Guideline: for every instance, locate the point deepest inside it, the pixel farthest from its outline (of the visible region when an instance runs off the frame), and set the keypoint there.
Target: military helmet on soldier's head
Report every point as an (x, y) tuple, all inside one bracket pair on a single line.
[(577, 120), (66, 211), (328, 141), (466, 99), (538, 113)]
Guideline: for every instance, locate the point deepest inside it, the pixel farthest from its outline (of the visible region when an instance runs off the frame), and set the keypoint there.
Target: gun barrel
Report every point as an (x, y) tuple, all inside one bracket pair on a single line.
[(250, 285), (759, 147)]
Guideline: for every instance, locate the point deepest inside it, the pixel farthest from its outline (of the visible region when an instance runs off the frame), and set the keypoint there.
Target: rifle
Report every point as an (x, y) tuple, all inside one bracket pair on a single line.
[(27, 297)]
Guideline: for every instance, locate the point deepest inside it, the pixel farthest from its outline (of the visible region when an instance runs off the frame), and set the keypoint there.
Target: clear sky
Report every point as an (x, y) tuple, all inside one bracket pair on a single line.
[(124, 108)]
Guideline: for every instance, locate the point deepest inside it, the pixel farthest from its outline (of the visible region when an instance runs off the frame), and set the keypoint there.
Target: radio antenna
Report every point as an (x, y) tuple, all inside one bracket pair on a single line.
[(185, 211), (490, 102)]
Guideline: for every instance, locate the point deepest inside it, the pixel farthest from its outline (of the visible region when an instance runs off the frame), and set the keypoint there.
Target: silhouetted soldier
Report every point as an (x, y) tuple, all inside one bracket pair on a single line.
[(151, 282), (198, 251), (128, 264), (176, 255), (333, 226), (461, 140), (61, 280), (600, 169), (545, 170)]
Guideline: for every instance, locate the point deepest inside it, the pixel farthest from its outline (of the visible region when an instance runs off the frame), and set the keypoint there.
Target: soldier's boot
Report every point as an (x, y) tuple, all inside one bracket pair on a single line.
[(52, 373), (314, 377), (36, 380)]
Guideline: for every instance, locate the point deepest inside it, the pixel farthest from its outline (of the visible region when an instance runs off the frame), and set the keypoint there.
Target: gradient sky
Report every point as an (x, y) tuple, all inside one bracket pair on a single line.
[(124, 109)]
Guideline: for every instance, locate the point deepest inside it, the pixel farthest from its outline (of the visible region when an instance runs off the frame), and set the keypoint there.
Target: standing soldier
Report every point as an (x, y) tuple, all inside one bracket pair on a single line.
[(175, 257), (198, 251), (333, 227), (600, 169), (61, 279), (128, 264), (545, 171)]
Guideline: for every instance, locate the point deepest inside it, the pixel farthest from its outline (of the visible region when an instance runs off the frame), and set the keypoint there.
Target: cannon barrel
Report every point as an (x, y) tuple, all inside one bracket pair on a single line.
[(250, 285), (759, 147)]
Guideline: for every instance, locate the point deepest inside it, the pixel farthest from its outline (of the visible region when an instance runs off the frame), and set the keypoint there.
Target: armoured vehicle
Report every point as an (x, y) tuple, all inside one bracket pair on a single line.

STATED PROBLEM:
Count the lines in the data above that contain the string "barrel". Case counts. Reply with the number alone.

RESULT OF THE TASK:
2